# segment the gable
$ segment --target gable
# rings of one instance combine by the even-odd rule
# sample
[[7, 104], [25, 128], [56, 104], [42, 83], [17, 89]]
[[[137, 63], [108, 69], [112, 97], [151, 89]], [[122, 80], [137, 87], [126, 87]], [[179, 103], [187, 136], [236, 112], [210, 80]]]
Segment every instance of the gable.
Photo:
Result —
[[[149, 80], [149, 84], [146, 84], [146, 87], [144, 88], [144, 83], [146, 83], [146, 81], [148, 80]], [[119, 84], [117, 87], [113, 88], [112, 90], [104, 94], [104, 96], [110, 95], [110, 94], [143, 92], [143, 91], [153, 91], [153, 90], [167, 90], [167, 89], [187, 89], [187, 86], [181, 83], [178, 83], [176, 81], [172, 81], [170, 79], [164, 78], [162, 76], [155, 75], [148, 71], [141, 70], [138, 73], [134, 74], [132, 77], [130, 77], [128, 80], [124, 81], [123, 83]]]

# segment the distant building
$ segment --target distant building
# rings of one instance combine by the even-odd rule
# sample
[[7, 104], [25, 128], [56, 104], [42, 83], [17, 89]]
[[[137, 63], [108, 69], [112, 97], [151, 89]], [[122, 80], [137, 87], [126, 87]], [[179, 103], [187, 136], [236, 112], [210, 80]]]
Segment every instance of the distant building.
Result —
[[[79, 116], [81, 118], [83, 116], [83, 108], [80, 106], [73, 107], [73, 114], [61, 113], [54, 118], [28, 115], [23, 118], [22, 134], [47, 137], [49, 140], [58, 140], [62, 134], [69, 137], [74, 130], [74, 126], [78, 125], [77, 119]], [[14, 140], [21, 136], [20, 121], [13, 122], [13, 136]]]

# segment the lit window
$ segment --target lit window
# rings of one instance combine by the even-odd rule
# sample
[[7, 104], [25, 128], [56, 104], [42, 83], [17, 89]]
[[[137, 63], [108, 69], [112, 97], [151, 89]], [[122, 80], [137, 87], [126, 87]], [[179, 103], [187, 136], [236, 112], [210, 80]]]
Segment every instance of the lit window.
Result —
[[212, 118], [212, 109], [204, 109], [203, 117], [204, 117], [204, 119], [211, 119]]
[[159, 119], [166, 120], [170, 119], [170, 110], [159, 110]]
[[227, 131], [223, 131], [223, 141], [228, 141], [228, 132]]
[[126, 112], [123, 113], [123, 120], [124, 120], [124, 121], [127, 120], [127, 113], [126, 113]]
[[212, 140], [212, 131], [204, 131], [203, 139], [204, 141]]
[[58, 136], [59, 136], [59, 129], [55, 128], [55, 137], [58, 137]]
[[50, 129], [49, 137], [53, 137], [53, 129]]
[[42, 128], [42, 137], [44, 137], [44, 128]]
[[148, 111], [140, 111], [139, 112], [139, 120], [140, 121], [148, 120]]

────────────────────

→ EXERCISE DIRECTIONS: Copy out the data verbatim, starting at the line that contains "# segment the lit window" and running through the end of the data, including both ends.

→ SOLUTION:
# segment the lit window
$ segment --target lit window
# rings of one instance combine by the even-odd rule
# sample
[[7, 104], [25, 128], [56, 104], [42, 83], [17, 89]]
[[[137, 63], [108, 69], [112, 97], [151, 89]], [[122, 80], [137, 87], [126, 87]], [[179, 103], [187, 136], [236, 112], [210, 80]]]
Segment every instance of the lit window.
Result —
[[212, 118], [212, 109], [204, 109], [203, 117], [204, 117], [204, 119], [211, 119]]
[[159, 119], [166, 120], [170, 119], [170, 110], [159, 110]]
[[227, 131], [223, 131], [223, 141], [228, 141], [228, 132]]
[[126, 112], [123, 113], [123, 120], [124, 120], [124, 121], [127, 120], [127, 113], [126, 113]]
[[212, 140], [212, 131], [204, 131], [203, 139], [204, 141]]
[[58, 136], [59, 136], [59, 129], [55, 128], [55, 137], [58, 137]]
[[50, 129], [49, 137], [53, 137], [53, 129]]
[[42, 128], [42, 137], [44, 137], [44, 128]]
[[148, 111], [140, 111], [139, 112], [139, 120], [140, 121], [148, 120]]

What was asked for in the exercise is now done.